The Carthusian Garden and the Wartburg Castle

Eisenach and the Wartburg Castle are inseparable, and the same goes for the Carthusian Garden and the famous castle. The views of the castle are the predominant way of connecting the  Carthusian Garden with the surrounding landscape. Time and again the view of the Wartburg castle from the spot with ‘the spreading lime trees’ on the edge of the upper garden has been  praised - even as early as 1808. From this location (Lindenplatz) you can also look down over the lower part of the gardens, where the monument to Grand Duke Carl Alexander (1818-1901)  stands in the western corner.

 

The court gardener, Hermann Jäger (1815-1890), described ‘his’ Carthusian garden in 1871 as follows: “It is not large, and aside from the greenhouses and the court gardener’s living quarters  there are no buildings. Nonetheless, these grounds work a certain magic on its visitors. Above all the best view of the Wartburg castle is from here, where is it appears greater and higher than  from other angles.”


In 1909, the monument to Grand Duke Carl Alexander of Saxony-Weimar-Eisenach was unveiled with great ceremony (see photo). Its location at the edge of the garden is not an accident. It  was under his rule that the garden was significantly extended to the west and south, and it was achieved with the expertise of his Eisenach court gardener, Jäger. From where the monument  stands, Carl Alexander would always ‘have an eye’ on ‘his’ castle. The Wartburg castle was the grand duke’s favourite building. Carl Alexander was the one to commission extensive and  expensive renovations to the castle in the 19th century and to reestablish the castle as a place of national significance in the German memory. The statue was created by the artist Hermann  Kurt Hosaeus (1875-1958), who came from Eisenach. The framing of the Carl Alexander Monument with a trimmed lime tree backdrop took place at about the same time as the monument  was inaugurated.
───
_Exercise tasks:_
1. Translate this sentence from the passage on the Carthusian Garden into German: "The Wartburg castle was the grand duke’s favourite building."
2. Carry on the passage about the Carthusian Garden and the Wartburg Castle, picking up after its final sentence.
───
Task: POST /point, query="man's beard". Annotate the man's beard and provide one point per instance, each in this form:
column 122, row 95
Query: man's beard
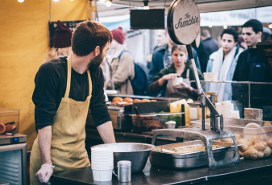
column 95, row 63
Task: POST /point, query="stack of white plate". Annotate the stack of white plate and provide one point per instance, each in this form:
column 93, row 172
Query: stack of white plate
column 102, row 163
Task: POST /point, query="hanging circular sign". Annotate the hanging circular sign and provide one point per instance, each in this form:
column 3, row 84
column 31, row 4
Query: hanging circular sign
column 183, row 21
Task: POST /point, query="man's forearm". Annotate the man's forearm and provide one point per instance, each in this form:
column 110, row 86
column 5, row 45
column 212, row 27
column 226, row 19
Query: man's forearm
column 45, row 136
column 106, row 132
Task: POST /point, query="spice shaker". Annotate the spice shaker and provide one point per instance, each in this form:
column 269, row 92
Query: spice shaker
column 124, row 171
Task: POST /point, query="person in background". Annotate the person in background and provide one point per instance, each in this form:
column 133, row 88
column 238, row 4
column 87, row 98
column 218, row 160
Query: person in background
column 161, row 59
column 161, row 42
column 65, row 89
column 203, row 56
column 161, row 39
column 210, row 44
column 252, row 66
column 61, row 42
column 121, row 64
column 223, row 63
column 162, row 83
column 241, row 42
column 266, row 34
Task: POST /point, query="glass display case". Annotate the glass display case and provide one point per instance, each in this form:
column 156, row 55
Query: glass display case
column 242, row 95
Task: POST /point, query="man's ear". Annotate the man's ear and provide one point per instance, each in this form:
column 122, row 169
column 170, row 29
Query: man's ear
column 97, row 51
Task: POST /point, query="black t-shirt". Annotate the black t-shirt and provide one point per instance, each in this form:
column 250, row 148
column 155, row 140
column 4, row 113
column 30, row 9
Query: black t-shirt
column 50, row 86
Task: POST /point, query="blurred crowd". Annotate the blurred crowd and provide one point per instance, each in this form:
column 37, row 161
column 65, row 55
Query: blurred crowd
column 234, row 57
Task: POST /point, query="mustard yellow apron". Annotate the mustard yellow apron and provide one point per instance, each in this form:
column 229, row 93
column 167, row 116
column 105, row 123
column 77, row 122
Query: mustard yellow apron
column 68, row 134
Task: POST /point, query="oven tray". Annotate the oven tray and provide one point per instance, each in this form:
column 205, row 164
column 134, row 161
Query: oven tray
column 190, row 160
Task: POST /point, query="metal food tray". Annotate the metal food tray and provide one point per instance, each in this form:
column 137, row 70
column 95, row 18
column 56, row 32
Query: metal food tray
column 191, row 160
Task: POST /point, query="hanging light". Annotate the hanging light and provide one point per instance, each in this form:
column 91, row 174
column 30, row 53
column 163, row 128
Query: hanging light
column 146, row 7
column 108, row 3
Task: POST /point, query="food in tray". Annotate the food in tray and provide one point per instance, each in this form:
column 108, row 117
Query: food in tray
column 120, row 102
column 128, row 100
column 187, row 149
column 142, row 123
column 145, row 100
column 7, row 127
column 117, row 99
column 136, row 100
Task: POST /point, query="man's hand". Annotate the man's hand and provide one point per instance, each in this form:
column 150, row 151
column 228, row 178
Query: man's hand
column 44, row 174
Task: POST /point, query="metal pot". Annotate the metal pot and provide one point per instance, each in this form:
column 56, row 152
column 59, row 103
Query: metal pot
column 137, row 153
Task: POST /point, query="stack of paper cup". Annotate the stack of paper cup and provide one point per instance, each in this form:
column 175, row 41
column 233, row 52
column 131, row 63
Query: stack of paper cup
column 177, row 81
column 228, row 109
column 102, row 163
column 210, row 76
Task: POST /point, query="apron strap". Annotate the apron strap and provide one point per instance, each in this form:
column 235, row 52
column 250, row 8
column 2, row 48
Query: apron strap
column 68, row 85
column 90, row 83
column 69, row 64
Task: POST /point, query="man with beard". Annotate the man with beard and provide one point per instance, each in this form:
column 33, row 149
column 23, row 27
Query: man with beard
column 65, row 89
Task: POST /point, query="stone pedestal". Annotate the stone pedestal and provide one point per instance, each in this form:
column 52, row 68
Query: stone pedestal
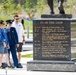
column 52, row 66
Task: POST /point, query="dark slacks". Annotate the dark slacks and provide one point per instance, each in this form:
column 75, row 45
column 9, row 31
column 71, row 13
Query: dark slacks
column 14, row 54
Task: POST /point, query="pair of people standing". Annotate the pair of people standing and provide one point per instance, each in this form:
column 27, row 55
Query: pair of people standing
column 3, row 45
column 13, row 37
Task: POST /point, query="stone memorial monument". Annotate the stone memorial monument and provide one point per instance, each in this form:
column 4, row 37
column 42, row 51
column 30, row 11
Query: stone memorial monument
column 52, row 44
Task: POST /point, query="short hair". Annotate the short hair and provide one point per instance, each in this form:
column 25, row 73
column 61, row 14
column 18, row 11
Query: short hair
column 16, row 16
column 1, row 21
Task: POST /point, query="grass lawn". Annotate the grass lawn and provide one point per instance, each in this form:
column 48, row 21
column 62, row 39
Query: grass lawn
column 27, row 56
column 26, row 22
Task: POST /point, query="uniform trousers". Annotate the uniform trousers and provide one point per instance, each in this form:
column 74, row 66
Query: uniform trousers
column 14, row 54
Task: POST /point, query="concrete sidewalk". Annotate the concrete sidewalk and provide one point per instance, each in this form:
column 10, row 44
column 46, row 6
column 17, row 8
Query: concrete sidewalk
column 23, row 71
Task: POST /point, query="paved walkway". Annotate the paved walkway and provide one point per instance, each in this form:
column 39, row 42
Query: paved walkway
column 24, row 71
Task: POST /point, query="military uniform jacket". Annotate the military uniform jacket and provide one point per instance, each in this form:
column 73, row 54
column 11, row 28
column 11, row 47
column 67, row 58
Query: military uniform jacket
column 12, row 36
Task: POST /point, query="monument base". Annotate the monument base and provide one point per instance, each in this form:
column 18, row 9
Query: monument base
column 61, row 66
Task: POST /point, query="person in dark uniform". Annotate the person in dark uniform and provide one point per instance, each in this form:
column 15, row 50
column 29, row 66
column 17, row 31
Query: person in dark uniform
column 13, row 42
column 60, row 6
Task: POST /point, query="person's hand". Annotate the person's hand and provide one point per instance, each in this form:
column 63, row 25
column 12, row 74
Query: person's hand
column 17, row 45
column 4, row 44
column 23, row 42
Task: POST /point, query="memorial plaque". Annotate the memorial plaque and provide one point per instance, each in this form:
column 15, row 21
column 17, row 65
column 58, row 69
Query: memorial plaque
column 52, row 39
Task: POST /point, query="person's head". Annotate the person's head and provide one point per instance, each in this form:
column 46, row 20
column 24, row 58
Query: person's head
column 16, row 18
column 1, row 24
column 8, row 23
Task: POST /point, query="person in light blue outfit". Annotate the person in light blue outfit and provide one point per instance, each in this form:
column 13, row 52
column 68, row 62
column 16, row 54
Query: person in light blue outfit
column 2, row 42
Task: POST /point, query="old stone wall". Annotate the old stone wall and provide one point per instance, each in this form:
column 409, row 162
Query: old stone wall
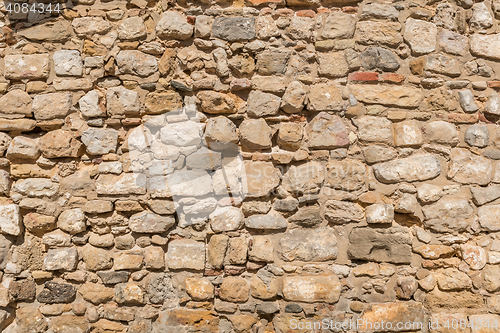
column 210, row 166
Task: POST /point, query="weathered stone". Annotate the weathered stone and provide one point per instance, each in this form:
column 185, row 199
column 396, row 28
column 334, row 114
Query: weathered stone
column 262, row 178
column 234, row 289
column 33, row 66
column 131, row 28
column 338, row 25
column 186, row 254
column 148, row 222
column 410, row 169
column 341, row 212
column 96, row 259
column 309, row 245
column 452, row 43
column 332, row 64
column 15, row 104
column 421, row 35
column 121, row 101
column 126, row 183
column 59, row 143
column 327, row 132
column 390, row 95
column 173, row 25
column 325, row 97
column 199, row 289
column 310, row 289
column 61, row 259
column 449, row 215
column 441, row 132
column 381, row 245
column 255, row 134
column 52, row 106
column 161, row 102
column 378, row 32
column 68, row 63
column 488, row 217
column 90, row 25
column 136, row 63
column 234, row 28
column 10, row 220
column 477, row 136
column 393, row 313
column 57, row 293
column 467, row 168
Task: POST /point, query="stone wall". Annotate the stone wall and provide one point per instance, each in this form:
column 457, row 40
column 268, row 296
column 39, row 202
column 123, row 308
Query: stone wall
column 207, row 166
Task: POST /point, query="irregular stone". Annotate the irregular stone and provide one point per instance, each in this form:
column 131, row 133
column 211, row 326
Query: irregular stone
───
_Replies:_
1. Die Wartburg war das Lieblingsgebäude des Großherzogs.

2.
In 1873 the court gardener Jäger (1815-1890) drew up new plans to extend the Carthusian Garden to the south, and therefore to connect it with the Johannistal valley.

Botanical Highlights

Upright English Oak
[quercus robur ‘Fastigiata’]


Princess Tree
[paulownia tomentosa]


Ginko/Maidenhair Tree
[ginko biloba]


The trees are marked in the gardens.

DID YOU KNOW?

THE TELEVISION SERIES ‘FAMILIE DR. KLEIST’ WAS FILMED IN THE CARTHUSIAN GARDEN…

 

That our former garden would one day be used as a stage is something I never would have dreamed of. In the television series, the Carthusian Garden was often used as a set, for example, for the  hospital gardens. Gardens are often a place of healing for body and spirit - just in television but in reality too. Throughout the centuries, the knowledge about plants with medicinal properties  was preserved in monastery gardens and passed on to later generations. And so it is that ‘places of healing’ often include a garden - even in films.